═══ PROVIDED MATERIAL

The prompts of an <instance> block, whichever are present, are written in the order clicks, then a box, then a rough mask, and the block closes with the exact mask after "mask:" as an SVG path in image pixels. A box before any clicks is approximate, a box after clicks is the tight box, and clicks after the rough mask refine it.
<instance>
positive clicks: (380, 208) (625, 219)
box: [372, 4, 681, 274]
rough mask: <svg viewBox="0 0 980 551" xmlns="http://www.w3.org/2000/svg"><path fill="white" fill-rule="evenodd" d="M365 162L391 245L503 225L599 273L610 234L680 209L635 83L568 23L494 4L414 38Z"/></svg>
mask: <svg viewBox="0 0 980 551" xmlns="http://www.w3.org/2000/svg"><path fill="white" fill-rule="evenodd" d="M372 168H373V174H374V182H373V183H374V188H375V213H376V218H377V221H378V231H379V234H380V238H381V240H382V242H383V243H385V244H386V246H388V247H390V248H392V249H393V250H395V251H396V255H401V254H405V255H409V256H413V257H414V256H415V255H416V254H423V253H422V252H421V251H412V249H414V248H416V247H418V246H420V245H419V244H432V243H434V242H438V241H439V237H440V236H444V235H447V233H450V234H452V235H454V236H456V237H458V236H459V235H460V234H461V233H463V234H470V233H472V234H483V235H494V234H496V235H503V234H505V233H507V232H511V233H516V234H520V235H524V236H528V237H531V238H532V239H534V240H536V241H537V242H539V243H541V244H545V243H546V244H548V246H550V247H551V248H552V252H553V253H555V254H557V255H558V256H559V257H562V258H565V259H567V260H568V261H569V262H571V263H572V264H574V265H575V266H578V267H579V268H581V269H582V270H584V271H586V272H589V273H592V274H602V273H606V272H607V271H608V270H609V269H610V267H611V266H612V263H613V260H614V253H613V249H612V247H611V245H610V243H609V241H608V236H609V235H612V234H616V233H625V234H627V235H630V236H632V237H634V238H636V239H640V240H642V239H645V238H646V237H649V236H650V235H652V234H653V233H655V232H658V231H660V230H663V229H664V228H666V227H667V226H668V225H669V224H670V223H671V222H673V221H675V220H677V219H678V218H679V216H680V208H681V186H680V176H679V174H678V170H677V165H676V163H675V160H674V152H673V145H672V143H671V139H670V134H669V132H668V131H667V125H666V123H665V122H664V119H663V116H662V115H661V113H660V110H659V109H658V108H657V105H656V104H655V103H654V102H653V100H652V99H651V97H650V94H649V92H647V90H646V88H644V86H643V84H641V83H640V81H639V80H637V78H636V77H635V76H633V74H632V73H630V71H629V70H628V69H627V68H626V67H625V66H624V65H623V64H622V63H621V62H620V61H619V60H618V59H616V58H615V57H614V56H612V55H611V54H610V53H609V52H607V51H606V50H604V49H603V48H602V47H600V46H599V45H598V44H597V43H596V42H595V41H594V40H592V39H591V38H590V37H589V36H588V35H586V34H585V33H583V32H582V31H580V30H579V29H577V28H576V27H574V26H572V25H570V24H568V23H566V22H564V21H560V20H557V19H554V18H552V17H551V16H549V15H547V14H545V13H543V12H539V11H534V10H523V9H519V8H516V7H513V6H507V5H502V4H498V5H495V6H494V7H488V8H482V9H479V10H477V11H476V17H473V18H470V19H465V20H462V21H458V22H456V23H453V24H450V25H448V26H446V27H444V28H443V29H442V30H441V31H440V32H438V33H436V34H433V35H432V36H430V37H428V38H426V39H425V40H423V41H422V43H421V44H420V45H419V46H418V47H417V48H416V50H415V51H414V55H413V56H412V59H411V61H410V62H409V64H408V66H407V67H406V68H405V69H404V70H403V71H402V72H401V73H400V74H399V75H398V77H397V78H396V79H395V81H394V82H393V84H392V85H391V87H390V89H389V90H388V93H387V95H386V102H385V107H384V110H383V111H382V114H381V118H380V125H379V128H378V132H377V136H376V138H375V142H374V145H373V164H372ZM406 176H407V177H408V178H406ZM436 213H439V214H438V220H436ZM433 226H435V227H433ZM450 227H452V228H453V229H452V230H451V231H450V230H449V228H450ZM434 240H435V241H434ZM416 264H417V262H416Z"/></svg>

══════
═══ PROVIDED MATERIAL

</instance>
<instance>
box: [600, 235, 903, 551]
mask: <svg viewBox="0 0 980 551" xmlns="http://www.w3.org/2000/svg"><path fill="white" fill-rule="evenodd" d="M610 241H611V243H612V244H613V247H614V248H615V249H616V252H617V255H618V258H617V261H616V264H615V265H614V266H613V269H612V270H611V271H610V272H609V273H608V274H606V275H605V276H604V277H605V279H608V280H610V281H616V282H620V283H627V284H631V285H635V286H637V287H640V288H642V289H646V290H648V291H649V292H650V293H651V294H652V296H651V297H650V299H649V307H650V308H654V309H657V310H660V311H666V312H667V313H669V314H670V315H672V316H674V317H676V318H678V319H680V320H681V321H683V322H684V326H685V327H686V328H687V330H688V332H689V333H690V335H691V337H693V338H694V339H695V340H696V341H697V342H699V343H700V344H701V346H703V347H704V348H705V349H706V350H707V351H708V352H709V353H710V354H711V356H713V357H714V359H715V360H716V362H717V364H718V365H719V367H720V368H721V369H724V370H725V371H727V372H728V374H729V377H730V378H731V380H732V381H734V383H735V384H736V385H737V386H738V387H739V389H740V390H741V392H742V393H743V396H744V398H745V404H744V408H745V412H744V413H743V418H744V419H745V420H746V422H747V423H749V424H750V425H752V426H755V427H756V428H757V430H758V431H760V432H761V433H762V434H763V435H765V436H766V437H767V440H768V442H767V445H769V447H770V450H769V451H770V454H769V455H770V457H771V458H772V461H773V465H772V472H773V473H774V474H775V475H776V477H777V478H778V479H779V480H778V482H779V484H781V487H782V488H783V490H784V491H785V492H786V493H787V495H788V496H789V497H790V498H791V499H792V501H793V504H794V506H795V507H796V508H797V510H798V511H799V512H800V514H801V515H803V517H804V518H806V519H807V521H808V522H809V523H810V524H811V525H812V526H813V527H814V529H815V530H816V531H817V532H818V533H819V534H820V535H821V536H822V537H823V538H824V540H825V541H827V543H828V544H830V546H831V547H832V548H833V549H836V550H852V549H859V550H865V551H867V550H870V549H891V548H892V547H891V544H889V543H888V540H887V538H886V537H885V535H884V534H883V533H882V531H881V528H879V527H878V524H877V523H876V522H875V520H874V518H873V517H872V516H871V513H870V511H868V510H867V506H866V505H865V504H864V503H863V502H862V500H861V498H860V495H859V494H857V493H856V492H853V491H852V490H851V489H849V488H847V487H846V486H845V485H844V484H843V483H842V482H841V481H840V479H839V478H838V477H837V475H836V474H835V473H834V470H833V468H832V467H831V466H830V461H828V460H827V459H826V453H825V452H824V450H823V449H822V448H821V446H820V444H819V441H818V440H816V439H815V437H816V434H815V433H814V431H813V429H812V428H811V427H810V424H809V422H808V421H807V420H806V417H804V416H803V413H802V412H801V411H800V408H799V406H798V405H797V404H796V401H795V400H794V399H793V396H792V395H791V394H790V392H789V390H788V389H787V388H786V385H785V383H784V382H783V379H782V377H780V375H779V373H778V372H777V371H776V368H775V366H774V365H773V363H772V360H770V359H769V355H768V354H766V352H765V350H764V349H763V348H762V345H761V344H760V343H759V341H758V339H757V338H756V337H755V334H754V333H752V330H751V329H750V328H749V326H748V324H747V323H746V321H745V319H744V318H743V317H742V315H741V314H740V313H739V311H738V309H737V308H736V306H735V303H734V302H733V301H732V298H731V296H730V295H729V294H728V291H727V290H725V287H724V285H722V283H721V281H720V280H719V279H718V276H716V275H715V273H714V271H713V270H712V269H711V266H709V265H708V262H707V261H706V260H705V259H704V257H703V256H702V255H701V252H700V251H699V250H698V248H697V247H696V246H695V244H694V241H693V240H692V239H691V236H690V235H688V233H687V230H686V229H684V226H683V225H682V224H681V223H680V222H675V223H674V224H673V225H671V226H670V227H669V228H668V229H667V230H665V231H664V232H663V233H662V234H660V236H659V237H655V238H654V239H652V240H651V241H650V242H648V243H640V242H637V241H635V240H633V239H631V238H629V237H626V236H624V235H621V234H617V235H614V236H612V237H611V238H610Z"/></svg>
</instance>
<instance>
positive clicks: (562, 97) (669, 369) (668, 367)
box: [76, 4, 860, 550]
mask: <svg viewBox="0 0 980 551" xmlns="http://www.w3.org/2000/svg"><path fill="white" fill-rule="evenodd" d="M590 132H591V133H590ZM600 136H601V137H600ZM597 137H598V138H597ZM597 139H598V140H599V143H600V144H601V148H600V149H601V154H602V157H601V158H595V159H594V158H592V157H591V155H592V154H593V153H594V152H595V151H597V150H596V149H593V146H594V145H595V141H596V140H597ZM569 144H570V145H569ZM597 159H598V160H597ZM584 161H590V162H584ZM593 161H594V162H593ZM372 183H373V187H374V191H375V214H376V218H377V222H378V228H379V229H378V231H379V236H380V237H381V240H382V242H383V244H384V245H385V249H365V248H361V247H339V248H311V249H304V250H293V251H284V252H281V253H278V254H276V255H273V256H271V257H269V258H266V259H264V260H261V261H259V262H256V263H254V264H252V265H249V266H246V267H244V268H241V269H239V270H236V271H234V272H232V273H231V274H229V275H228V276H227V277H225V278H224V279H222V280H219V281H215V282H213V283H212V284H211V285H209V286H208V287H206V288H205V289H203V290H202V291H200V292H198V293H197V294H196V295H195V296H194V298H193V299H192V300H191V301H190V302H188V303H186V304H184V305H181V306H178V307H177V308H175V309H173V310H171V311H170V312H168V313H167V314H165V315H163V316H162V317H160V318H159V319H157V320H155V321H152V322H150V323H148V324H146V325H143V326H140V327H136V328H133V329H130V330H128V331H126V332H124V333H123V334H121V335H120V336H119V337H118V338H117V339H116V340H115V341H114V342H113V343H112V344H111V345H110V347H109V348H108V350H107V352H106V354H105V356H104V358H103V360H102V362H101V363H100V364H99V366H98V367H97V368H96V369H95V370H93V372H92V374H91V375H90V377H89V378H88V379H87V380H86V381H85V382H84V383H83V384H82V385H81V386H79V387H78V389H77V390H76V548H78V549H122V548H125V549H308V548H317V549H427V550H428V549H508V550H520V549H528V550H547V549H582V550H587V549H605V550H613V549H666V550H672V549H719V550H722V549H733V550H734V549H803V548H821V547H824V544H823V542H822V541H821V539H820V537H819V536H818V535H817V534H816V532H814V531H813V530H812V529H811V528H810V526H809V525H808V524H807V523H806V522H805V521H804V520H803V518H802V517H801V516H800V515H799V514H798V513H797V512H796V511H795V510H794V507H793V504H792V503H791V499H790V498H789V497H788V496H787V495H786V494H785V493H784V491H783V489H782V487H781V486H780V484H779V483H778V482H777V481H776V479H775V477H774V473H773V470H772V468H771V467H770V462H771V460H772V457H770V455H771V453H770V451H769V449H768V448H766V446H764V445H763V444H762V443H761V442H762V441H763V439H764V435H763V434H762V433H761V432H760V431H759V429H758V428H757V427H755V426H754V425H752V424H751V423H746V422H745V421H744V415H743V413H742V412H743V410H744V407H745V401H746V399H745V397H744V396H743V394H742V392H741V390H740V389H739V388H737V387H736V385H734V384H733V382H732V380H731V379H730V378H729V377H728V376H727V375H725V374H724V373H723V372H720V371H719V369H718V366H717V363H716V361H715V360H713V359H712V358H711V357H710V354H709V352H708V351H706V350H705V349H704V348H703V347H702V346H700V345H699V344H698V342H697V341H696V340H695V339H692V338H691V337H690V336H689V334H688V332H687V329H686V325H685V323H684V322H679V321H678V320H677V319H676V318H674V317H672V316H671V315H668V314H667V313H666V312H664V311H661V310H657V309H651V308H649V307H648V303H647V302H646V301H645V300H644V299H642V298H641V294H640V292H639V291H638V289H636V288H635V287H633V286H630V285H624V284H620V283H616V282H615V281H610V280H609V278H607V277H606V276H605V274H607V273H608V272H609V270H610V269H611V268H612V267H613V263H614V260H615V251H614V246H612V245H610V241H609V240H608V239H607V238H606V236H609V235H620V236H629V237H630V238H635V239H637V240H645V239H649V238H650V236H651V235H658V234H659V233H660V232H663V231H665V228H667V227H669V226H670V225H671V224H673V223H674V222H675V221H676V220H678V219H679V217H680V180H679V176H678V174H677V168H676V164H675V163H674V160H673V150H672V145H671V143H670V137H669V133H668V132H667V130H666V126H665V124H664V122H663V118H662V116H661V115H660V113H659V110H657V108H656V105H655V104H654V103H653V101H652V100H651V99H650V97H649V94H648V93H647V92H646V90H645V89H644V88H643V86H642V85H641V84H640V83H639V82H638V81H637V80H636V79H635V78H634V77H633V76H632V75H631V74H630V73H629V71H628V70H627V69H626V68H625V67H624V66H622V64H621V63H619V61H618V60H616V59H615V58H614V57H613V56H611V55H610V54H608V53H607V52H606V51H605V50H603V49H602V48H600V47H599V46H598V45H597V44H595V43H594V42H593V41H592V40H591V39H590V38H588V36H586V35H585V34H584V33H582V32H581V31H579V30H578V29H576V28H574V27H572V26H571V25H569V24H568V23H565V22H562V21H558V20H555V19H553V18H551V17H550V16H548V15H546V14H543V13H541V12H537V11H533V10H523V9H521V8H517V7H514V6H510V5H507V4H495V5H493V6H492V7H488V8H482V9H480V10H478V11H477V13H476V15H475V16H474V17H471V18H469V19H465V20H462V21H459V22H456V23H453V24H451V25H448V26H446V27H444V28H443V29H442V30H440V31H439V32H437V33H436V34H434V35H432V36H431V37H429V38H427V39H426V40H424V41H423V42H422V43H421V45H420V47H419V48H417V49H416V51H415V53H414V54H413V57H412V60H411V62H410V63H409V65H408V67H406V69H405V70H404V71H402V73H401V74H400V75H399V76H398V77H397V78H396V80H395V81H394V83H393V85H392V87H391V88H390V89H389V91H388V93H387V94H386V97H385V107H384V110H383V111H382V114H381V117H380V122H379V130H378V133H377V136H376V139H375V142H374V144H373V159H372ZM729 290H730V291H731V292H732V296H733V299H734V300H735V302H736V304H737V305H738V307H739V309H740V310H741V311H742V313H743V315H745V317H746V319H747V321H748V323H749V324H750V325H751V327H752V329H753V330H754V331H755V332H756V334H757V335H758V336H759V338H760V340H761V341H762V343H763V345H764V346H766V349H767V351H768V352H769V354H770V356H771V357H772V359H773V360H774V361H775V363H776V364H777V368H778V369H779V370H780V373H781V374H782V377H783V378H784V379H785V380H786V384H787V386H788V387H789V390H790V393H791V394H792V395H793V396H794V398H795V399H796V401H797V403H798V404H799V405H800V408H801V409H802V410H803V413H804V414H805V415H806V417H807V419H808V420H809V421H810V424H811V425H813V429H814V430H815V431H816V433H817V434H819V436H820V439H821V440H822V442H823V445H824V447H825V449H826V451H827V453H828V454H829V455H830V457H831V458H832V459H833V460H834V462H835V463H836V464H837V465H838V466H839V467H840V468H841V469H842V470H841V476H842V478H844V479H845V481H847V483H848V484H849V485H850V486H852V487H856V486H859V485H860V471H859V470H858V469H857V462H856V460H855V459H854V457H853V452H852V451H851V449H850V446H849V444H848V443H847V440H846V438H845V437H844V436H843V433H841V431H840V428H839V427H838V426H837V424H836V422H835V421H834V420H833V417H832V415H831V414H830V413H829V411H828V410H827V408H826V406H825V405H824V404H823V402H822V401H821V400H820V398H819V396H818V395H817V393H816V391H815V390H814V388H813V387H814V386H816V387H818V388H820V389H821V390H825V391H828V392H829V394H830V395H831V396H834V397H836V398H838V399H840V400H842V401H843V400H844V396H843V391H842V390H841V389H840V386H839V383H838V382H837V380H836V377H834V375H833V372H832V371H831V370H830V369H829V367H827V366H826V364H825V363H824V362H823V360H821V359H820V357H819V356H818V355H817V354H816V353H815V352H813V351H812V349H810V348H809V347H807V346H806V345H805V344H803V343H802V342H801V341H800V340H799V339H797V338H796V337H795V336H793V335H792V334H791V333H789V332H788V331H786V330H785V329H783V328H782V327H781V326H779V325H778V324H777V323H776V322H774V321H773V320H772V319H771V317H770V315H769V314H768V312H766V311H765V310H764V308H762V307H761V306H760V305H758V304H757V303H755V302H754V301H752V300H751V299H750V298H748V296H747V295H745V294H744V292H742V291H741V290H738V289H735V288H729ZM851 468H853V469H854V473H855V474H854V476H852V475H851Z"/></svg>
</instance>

══════

-- EXERCISE DETAILS --
Reproduce exactly, and only, the part of the listing above that begins at the line with "The prompts of" and goes on through the line with "box: [372, 4, 681, 274]".

-- SOLUTION BELOW --
The prompts of an <instance> block, whichever are present, are written in the order clicks, then a box, then a rough mask, and the block closes with the exact mask after "mask:" as an SVG path in image pixels. A box before any clicks is approximate, a box after clicks is the tight box, and clicks after the rough mask refine it.
<instance>
positive clicks: (380, 208) (625, 219)
box: [372, 4, 681, 274]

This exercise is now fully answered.